◆ THE TASK
An exact copy is needed of each line from the one including "Where would you say the shadow" through the last line of the entries, both ends counted, with nothing added.

Dataset entries
######

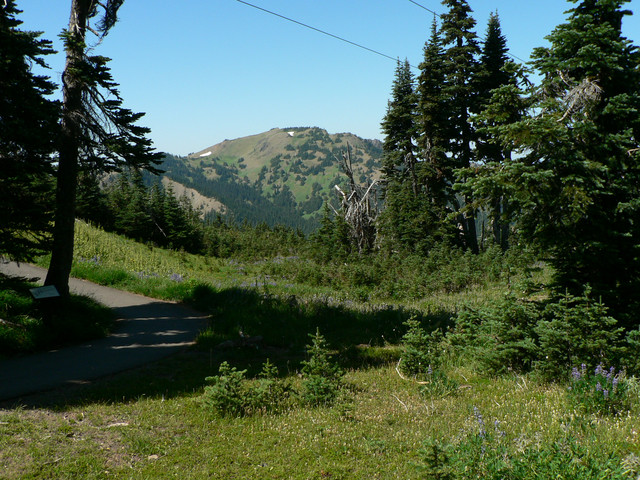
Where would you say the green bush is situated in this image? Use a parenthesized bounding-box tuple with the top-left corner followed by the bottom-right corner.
(450, 292, 540, 375)
(625, 328, 640, 374)
(203, 360, 294, 417)
(249, 359, 294, 415)
(399, 316, 444, 377)
(300, 329, 344, 406)
(203, 361, 250, 417)
(535, 290, 625, 379)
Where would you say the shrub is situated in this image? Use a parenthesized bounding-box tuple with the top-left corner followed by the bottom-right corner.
(203, 361, 250, 417)
(203, 360, 294, 417)
(249, 359, 294, 415)
(623, 328, 640, 375)
(450, 292, 540, 375)
(399, 316, 444, 377)
(300, 329, 344, 406)
(535, 289, 625, 379)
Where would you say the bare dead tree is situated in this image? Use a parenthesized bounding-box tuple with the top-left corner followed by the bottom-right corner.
(332, 145, 379, 253)
(557, 71, 603, 122)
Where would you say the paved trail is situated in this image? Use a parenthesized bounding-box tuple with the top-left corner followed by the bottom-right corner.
(0, 262, 209, 401)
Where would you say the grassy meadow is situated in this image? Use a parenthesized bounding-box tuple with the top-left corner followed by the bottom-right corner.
(1, 221, 639, 479)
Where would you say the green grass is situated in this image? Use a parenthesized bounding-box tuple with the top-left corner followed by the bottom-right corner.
(2, 223, 638, 478)
(1, 357, 639, 479)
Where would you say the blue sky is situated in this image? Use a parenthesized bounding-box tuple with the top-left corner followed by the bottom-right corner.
(17, 0, 640, 155)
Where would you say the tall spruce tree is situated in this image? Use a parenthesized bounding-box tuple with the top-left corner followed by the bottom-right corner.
(0, 1, 59, 261)
(477, 0, 640, 327)
(439, 0, 481, 253)
(45, 0, 161, 296)
(381, 59, 417, 197)
(468, 12, 520, 249)
(379, 59, 424, 251)
(417, 17, 450, 208)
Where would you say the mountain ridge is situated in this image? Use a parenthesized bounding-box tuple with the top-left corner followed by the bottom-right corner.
(154, 127, 382, 232)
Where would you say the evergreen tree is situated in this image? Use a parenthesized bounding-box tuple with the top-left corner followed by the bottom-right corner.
(114, 169, 153, 242)
(311, 203, 336, 262)
(75, 171, 113, 228)
(148, 181, 168, 245)
(0, 1, 59, 260)
(477, 0, 640, 327)
(45, 0, 161, 296)
(466, 12, 521, 250)
(380, 59, 418, 198)
(438, 0, 481, 253)
(417, 17, 450, 205)
(378, 59, 426, 251)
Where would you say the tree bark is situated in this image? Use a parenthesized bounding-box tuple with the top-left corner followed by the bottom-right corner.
(44, 0, 89, 296)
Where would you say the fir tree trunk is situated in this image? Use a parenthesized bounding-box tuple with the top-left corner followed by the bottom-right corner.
(44, 0, 89, 296)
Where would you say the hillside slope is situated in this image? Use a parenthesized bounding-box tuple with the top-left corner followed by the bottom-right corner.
(156, 127, 382, 232)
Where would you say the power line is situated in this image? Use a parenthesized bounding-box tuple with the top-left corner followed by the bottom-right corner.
(407, 0, 440, 17)
(406, 0, 529, 64)
(235, 0, 418, 69)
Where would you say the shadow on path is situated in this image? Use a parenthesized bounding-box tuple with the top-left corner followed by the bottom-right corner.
(0, 262, 209, 403)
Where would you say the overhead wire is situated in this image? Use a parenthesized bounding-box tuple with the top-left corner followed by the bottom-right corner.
(234, 0, 419, 69)
(235, 0, 528, 70)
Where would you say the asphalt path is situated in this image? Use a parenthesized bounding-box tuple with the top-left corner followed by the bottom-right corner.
(0, 261, 209, 402)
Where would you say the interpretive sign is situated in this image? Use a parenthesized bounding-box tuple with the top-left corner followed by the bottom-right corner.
(29, 285, 60, 299)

######

◆ RESULT OF THIS TASK
Where would you say the shadow on path is situated in this image? Use a parenthesized bounding-box tuple with the top-left corner followed by the bottom-right corner.
(0, 262, 209, 403)
Where would you say the overhead wire is situated in this image? Use a parenthesized bounding-box tuple with the top-left corner followed by the bottom-right corner.
(234, 0, 419, 69)
(235, 0, 528, 70)
Where would you say the asphalt path is situated in this image? Use a parenthesized bounding-box tuple with the top-left corner followed by the bottom-right corner.
(0, 261, 209, 402)
Where would you say the interpretive sign is situated in this image? Use a parenthesized bounding-box tuple with the top-left corner followed by the bottom-right corner.
(29, 285, 60, 299)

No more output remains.